» **Supplied passage**
Now, I know that you on first glance you'll probably say, "Why yes, Mr. Mimms, you are!" Please allow me to rant for a minute.  

Something is not right with the world.  No-brainer, huh? I want to change that. Not in an individual fashion, or even a group fashion, but as a total reworking of humanity.  

No single man can change the world.  It took Saul-Paul and hundreds of years to turn Jesus into the Christ.  But I feel that maybe I can start something that will only see its conclusion after you, I, and every other Internet reading yahoo has become fertilizer.  

I want to make the world a better place and I wish to do that by passively forcing a change in social biases amongst the masses.  In short, I want to subtly alter thought and belief systems of all Americans (at first) into one that actually has some sense of unity and respect for one another.  

I'm probably wasting your time.  I'm not going to go into the few details I have concerning how to achieve my goal, because I am still working them out.  

Feel free to lambaste me and call me a pompous, egotistical jerk.  Sometimes I feel like I am.  

But enough with the fucking self-pity.  

This took 2 minutes to type.  

Richard  

Dear Mr. Mimms, 

I would never call anyone an idealistic moron after reading only 66 words before the moron in question goes ahead and assumes that I will. 

I would call you ideological for thinking that you have a plan to change the thinking of EVERYONE IN THE ENTIRE WORLD.  I hope, for your sake, you’ve accounted for those billions who do not speak English. 

I wouldn’t call you a moron because you refuse to speak in nothing but the vaguest possible terms.  Explain to me exactly how you plan on changing the world and THEN I’ll decide whether you are a moron or not. 

I WILL, however, call you a liar.  It took you MUCH longer than two minutes to write this e-mail. 

So no, you are not an ideological moron, but you are an ideological fibber.  Only because “liar” is too strong a word for situations like these. 

Oh, and some of the greatest people in history were ideological.  Some of the biggest idiots in history were too.  Which one are you? 

Hyatte, 

Here's my situation.  I was finishing up college in December when I got to know this girl I had a class with.  There was an attraction but since she was living with a guy at the time, I didn't bother to pursue it.  I graduated, came back to my hometown, which is about two hours away and got on with my life. 

Fast foward seven months when I go back to visit friends. We all go out to a bar and who do I see mixing drinks, but the girl from my class.  We chat for a while and she gives me a free beer or two and I tell her to come hang out at with me at my friend's house after work.  To my surprise, she comes and stays the night (nothing happens).  During the course of the night, she tells me that she's still living with her ex until the lease is up later this month and that they are still really good friends.  She comes back after the shift the next night and we sleep together.  The next day, I go home but we keep in touch.  Two weeks later, she called me on a Sunday night around 9:30 asking if she could come and spend the night sometime.  I say sure and she says she'll be leaving in a half-hour.  She drives two hours to a town she's never been to and gets at my house around midnight.  (more stuff happens.)

» **Goal a**
Output the advice-column text from "I would call" to "one are you?", copying it word for word.
The advice-column text shown above has no connection to the listing that comes next.

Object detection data
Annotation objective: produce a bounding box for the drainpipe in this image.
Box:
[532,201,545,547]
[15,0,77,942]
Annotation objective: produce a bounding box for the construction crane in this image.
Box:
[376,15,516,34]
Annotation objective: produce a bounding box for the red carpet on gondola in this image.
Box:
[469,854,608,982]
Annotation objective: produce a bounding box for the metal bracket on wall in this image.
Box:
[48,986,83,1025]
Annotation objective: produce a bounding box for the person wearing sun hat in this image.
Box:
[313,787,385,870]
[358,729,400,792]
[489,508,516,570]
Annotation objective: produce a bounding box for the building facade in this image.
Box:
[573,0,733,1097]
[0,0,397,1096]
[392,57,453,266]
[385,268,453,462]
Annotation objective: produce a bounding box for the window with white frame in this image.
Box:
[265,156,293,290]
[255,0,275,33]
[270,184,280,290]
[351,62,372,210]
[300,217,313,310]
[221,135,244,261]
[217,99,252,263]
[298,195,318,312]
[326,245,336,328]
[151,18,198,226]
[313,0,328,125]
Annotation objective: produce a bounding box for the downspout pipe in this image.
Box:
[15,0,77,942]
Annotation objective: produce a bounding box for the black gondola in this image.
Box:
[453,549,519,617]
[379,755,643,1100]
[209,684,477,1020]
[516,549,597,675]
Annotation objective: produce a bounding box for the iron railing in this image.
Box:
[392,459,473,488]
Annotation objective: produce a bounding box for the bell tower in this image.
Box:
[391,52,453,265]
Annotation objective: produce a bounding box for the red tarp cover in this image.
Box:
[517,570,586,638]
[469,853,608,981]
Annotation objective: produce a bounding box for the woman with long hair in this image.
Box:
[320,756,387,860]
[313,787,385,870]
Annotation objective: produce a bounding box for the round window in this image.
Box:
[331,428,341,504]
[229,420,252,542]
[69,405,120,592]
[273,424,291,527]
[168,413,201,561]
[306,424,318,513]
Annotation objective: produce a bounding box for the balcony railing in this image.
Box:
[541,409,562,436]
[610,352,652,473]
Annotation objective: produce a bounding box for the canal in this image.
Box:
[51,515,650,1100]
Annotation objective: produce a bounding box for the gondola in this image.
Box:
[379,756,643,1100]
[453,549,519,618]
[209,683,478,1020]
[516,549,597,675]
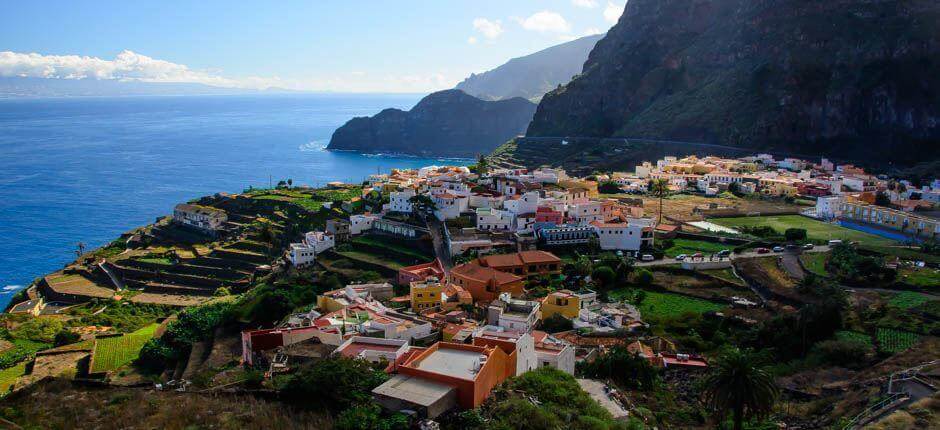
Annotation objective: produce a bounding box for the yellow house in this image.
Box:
[411,278,444,312]
[542,290,581,320]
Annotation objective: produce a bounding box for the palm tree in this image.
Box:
[649,178,669,224]
[477,154,490,176]
[704,348,780,430]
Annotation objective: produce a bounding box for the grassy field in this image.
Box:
[701,267,744,285]
[709,215,895,245]
[898,267,940,287]
[610,290,724,319]
[888,291,930,309]
[875,327,920,354]
[836,330,872,346]
[800,252,829,276]
[664,239,733,257]
[0,361,26,396]
[92,324,159,372]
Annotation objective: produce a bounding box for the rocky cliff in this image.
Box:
[327,90,535,157]
[457,34,603,102]
[527,0,940,165]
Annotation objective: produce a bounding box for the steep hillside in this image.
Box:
[457,34,603,102]
[327,90,535,157]
[527,0,940,169]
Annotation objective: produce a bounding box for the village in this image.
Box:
[3,154,940,428]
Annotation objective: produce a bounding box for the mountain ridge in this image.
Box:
[327,89,535,157]
[526,0,940,170]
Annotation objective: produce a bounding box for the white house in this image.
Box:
[816,196,845,219]
[304,231,336,254]
[477,209,515,231]
[591,218,653,252]
[290,243,317,267]
[503,191,539,215]
[349,215,379,234]
[431,193,470,220]
[388,188,415,213]
[486,293,542,333]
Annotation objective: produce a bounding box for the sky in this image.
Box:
[0,0,625,93]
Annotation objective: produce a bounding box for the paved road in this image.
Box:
[428,216,454,273]
[636,246,829,267]
[578,379,630,419]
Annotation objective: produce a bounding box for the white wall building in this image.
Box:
[304,231,336,254]
[389,188,415,213]
[349,215,379,234]
[591,218,653,252]
[290,243,317,267]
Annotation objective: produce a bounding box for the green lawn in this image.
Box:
[898,267,940,287]
[91,324,159,372]
[709,215,895,245]
[664,239,734,258]
[836,330,872,346]
[875,327,920,354]
[800,252,829,276]
[888,291,930,309]
[0,361,26,396]
[610,290,724,319]
[701,267,744,285]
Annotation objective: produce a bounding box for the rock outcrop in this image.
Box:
[327,90,535,157]
[527,0,940,165]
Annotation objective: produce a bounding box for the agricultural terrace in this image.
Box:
[709,215,895,245]
[610,289,724,319]
[91,324,159,372]
[248,187,362,212]
[663,238,734,258]
[875,327,920,354]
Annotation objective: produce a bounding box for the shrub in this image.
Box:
[542,314,574,333]
[52,329,82,346]
[633,269,653,287]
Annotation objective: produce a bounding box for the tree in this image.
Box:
[783,228,806,242]
[597,181,623,194]
[633,269,653,287]
[875,191,891,207]
[649,178,669,224]
[477,154,490,176]
[704,348,780,430]
[542,314,574,333]
[591,266,617,290]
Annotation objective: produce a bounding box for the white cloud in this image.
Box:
[0,51,462,93]
[473,18,503,39]
[515,10,571,33]
[604,2,627,24]
[0,50,281,89]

» **Goal b**
Please rename "mountain ridge" to "mountain crest" in the listing, from the line with "Annotation objective: produce a bounding box for the mountain" to the line with "[526,0,940,170]", both included. Return only those lines, with everything else unchanged.

» **Result a**
I would call you ideological for thinking that you have a plan to change the thinking of EVERYONE IN THE ENTIRE WORLD.  I hope, for your sake, you’ve accounted for those billions who do not speak English. 

I wouldn’t call you a moron because you refuse to speak in nothing but the vaguest possible terms.  Explain to me exactly how you plan on changing the world and THEN I’ll decide whether you are a moron or not. 

I WILL, however, call you a liar.  It took you MUCH longer than two minutes to write this e-mail. 

So no, you are not an ideological moron, but you are an ideological fibber.  Only because “liar” is too strong a word for situations like these. 

Oh, and some of the greatest people in history were ideological.  Some of the biggest idiots in history were too.  Which one are you?

» **Result b**
Annotation objective: produce a bounding box for the mountain crest in this image.
Box:
[327,89,535,157]
[526,0,940,170]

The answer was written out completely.